--- BEGIN ---

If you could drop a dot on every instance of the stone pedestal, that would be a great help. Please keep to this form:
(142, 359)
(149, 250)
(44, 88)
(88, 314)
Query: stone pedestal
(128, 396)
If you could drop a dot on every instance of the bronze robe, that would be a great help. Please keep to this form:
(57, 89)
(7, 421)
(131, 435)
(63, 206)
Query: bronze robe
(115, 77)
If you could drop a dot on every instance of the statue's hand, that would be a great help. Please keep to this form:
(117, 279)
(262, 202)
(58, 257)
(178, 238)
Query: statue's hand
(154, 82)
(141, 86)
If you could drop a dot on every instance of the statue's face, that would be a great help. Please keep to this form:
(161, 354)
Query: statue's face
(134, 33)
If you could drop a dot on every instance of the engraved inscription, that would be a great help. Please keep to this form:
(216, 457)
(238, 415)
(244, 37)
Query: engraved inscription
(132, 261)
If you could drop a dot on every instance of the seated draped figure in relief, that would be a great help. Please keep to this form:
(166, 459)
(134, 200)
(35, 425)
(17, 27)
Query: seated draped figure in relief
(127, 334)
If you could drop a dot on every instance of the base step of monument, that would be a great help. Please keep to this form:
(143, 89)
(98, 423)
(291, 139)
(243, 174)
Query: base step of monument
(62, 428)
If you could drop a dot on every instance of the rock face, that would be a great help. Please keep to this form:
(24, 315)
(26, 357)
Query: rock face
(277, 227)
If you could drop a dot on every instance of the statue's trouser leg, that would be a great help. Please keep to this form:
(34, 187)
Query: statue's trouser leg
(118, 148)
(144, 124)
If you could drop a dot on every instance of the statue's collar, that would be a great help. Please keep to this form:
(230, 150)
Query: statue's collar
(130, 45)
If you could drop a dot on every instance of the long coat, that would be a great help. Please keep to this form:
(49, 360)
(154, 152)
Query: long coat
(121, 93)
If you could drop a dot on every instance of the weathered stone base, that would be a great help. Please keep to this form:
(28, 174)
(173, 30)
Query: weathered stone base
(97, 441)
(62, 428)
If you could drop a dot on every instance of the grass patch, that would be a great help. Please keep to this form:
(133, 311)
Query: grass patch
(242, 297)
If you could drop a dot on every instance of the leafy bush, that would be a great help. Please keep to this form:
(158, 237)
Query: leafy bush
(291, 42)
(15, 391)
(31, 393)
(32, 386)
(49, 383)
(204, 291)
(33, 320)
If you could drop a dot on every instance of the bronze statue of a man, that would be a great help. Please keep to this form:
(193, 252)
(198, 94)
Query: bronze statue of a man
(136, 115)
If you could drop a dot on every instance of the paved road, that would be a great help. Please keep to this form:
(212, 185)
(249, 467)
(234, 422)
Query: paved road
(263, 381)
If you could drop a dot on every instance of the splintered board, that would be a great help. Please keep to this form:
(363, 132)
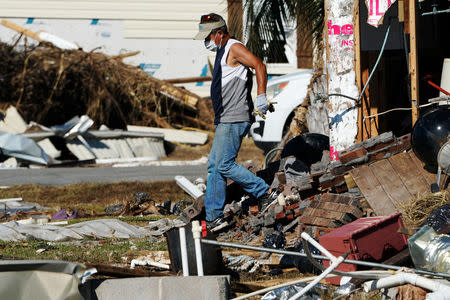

--- END ---

YOUR OBJECTIVE
Gather each line in the records above that contains the word "pedestal" and list those lines in order.

WORKED ANSWER
If you could drop a dot on every instance of the stone pedestal, that would be a great help. Please keep to this form:
Query: stone pedestal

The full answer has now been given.